Extract from the records, unchanged, every line between the line containing "mark the region of every instance of the grass" and the line containing "173 445 L 173", both included.

--- Listed entries ---

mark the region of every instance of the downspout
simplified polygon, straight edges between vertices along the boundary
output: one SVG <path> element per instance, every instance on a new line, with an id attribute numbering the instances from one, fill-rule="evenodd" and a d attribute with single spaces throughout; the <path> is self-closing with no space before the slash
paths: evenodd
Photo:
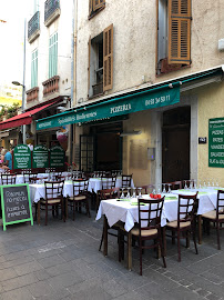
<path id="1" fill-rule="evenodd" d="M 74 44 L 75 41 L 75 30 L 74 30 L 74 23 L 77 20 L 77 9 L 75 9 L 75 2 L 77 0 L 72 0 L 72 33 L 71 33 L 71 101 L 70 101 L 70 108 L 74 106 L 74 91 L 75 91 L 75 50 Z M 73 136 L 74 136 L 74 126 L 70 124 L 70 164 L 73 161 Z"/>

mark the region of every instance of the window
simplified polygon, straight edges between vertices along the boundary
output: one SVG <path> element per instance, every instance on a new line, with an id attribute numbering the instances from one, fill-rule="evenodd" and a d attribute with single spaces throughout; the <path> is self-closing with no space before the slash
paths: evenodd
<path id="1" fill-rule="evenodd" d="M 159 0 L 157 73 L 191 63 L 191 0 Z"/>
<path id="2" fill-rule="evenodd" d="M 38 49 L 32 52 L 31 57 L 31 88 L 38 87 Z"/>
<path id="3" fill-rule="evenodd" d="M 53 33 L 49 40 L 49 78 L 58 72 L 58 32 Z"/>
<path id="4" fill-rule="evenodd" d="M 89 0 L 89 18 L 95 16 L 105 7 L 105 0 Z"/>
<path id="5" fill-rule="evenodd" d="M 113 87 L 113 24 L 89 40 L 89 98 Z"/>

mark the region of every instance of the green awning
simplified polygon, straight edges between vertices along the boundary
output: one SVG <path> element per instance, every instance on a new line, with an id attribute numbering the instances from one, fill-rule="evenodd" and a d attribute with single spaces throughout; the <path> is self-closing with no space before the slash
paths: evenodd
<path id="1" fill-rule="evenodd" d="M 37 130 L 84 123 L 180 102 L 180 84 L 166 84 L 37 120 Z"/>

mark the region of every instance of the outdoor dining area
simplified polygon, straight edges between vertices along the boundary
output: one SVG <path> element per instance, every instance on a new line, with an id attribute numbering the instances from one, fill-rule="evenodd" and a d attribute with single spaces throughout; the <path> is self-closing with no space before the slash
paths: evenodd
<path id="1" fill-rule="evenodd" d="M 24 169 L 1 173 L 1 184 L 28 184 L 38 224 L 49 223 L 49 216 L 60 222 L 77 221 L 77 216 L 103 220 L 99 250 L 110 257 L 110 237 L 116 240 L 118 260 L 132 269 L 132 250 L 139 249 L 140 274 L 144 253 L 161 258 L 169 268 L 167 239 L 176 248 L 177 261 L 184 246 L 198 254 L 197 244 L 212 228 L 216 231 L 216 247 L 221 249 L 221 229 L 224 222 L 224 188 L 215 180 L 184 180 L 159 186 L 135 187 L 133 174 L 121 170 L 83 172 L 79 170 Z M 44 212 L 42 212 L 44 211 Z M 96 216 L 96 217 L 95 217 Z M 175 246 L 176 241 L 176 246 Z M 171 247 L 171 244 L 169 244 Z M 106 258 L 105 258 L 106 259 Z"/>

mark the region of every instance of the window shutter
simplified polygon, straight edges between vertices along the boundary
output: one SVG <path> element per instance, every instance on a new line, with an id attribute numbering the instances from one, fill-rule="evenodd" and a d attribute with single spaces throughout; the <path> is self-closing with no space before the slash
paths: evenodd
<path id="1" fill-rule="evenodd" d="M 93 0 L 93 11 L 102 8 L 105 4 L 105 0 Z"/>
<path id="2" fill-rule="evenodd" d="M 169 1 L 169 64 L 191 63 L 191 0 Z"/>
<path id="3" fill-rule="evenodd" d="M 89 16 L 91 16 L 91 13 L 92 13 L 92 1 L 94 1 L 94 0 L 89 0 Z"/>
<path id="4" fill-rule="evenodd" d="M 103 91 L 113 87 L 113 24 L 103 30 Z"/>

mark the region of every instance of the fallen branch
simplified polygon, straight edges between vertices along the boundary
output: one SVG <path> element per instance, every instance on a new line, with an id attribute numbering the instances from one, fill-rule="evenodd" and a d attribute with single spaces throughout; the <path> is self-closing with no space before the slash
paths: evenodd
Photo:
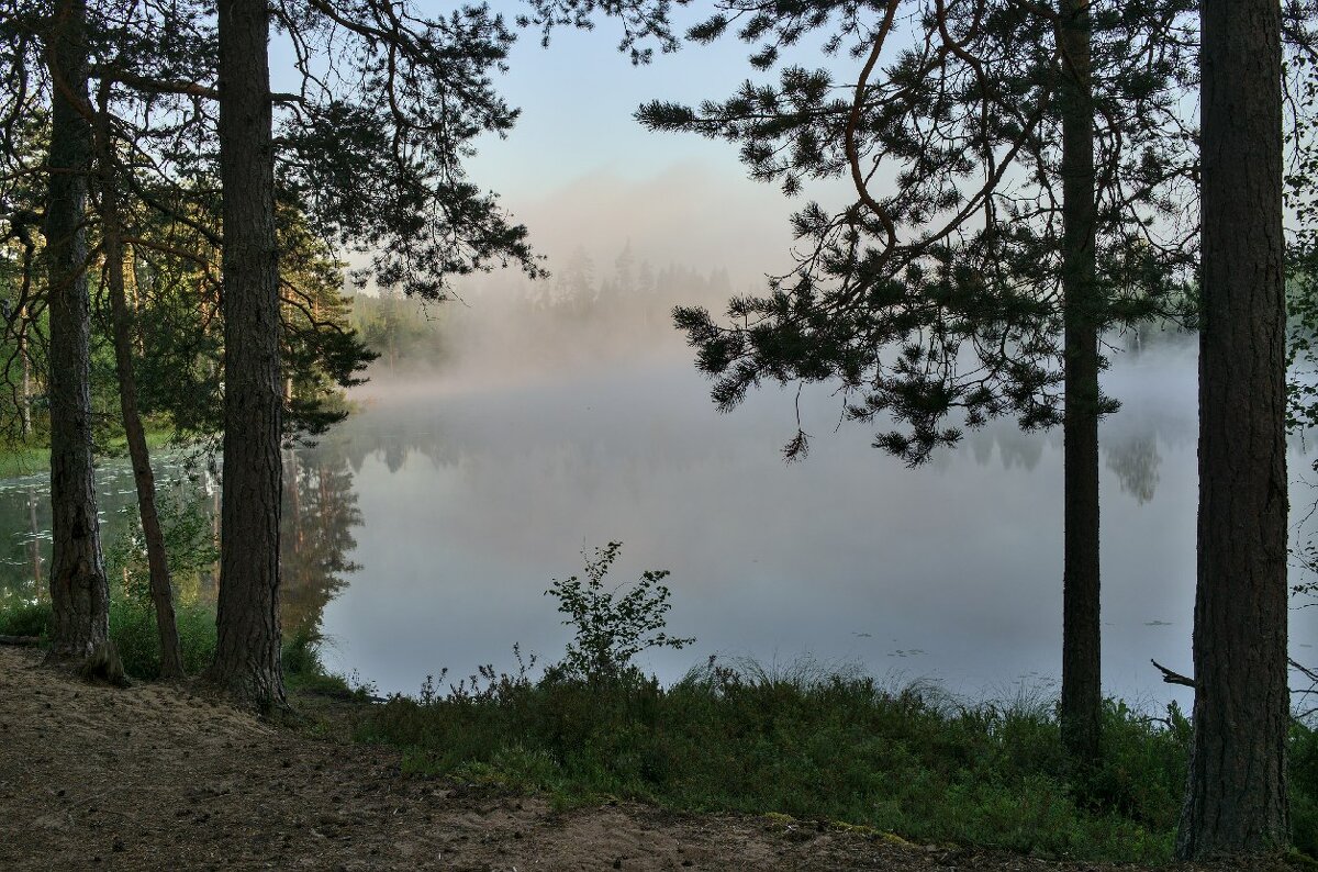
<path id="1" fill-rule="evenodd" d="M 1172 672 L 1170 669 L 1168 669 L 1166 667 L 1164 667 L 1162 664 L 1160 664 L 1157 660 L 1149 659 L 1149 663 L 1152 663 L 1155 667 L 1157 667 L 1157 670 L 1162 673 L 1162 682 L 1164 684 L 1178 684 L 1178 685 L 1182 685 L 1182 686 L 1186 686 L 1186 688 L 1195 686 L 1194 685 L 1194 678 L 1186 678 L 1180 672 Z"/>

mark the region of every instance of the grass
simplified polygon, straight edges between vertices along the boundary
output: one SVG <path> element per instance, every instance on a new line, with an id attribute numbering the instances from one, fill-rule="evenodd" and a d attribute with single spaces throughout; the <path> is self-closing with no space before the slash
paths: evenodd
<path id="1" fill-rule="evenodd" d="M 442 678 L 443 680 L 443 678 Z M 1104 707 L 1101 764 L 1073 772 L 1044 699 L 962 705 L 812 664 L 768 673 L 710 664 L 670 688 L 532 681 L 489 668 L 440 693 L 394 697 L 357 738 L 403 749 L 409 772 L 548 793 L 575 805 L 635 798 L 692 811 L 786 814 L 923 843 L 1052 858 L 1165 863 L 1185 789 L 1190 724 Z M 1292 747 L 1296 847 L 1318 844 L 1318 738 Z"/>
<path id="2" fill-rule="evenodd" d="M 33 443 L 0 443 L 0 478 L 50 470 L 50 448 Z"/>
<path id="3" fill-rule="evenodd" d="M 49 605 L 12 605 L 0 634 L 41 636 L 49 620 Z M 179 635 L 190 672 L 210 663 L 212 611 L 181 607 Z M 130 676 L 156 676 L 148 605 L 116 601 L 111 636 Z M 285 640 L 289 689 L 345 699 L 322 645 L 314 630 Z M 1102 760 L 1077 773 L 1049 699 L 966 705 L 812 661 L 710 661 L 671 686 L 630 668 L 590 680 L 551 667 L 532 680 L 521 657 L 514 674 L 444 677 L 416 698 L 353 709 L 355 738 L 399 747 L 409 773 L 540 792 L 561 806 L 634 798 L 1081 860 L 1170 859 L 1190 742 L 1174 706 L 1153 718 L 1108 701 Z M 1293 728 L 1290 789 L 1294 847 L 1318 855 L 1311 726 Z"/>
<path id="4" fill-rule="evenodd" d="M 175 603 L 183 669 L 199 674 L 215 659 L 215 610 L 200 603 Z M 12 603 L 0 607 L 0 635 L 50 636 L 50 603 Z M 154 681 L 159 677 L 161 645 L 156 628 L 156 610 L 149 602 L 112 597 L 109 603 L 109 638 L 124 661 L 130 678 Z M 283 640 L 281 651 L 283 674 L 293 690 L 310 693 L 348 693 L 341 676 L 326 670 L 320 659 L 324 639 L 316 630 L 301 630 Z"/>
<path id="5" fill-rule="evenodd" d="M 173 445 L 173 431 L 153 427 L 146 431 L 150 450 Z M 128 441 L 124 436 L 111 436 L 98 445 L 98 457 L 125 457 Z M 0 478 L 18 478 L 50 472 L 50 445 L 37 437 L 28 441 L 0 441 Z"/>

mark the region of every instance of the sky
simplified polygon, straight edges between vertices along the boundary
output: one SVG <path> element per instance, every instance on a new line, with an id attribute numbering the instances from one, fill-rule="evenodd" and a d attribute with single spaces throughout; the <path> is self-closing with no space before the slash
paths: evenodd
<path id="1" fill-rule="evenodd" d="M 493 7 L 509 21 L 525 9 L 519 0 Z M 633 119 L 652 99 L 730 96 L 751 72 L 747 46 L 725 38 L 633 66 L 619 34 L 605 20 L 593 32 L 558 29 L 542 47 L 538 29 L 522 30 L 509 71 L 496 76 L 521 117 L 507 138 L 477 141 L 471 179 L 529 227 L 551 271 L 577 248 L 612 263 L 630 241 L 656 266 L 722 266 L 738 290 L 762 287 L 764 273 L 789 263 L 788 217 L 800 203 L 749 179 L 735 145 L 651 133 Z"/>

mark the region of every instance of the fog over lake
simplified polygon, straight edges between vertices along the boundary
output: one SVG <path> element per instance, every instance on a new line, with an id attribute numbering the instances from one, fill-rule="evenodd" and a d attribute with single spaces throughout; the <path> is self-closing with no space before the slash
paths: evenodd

---

**Full answer**
mark the region of every instance of the grass
simplified polygon, straight edges between vertices along the boundary
output: one SVG <path> element per instance, every instance on a new line, with an id attribute numbering the instances from one, fill-rule="evenodd" and a d attribute with single spaces throughout; the <path> is self-closing with no space before the slash
paths: evenodd
<path id="1" fill-rule="evenodd" d="M 442 678 L 443 680 L 443 678 Z M 1104 707 L 1101 764 L 1073 772 L 1044 699 L 962 705 L 812 664 L 768 673 L 710 664 L 670 688 L 532 681 L 489 668 L 440 693 L 394 697 L 357 738 L 403 749 L 409 772 L 548 793 L 575 805 L 635 798 L 692 811 L 786 814 L 923 843 L 1052 858 L 1165 863 L 1185 789 L 1190 724 Z M 1292 747 L 1296 847 L 1318 844 L 1318 738 Z"/>
<path id="2" fill-rule="evenodd" d="M 33 443 L 0 443 L 0 478 L 50 470 L 50 448 Z"/>
<path id="3" fill-rule="evenodd" d="M 49 605 L 12 605 L 0 634 L 41 636 L 49 620 Z M 179 635 L 190 672 L 210 663 L 212 611 L 181 607 Z M 130 676 L 156 676 L 148 605 L 116 601 L 111 636 Z M 285 640 L 289 689 L 345 699 L 322 645 L 314 630 Z M 1102 760 L 1077 773 L 1049 699 L 966 705 L 812 661 L 710 661 L 671 686 L 630 668 L 590 680 L 551 667 L 532 680 L 521 657 L 514 674 L 444 677 L 416 698 L 353 709 L 355 738 L 399 747 L 409 773 L 540 792 L 561 806 L 634 798 L 1081 860 L 1170 859 L 1190 742 L 1174 706 L 1153 718 L 1108 701 Z M 1293 728 L 1290 789 L 1294 847 L 1318 855 L 1311 726 Z"/>
<path id="4" fill-rule="evenodd" d="M 175 603 L 183 669 L 199 674 L 215 659 L 215 610 L 200 603 Z M 12 603 L 0 607 L 0 635 L 50 636 L 50 603 Z M 154 681 L 159 677 L 161 645 L 156 628 L 156 610 L 149 602 L 112 597 L 109 603 L 109 638 L 124 661 L 130 678 Z M 283 640 L 281 651 L 283 674 L 293 690 L 310 693 L 348 693 L 341 676 L 326 670 L 320 659 L 324 639 L 316 630 L 301 630 Z"/>
<path id="5" fill-rule="evenodd" d="M 173 445 L 173 431 L 153 427 L 146 431 L 150 450 Z M 128 441 L 124 436 L 111 436 L 98 445 L 98 457 L 125 457 Z M 0 478 L 18 478 L 50 472 L 50 445 L 37 437 L 28 441 L 0 441 Z"/>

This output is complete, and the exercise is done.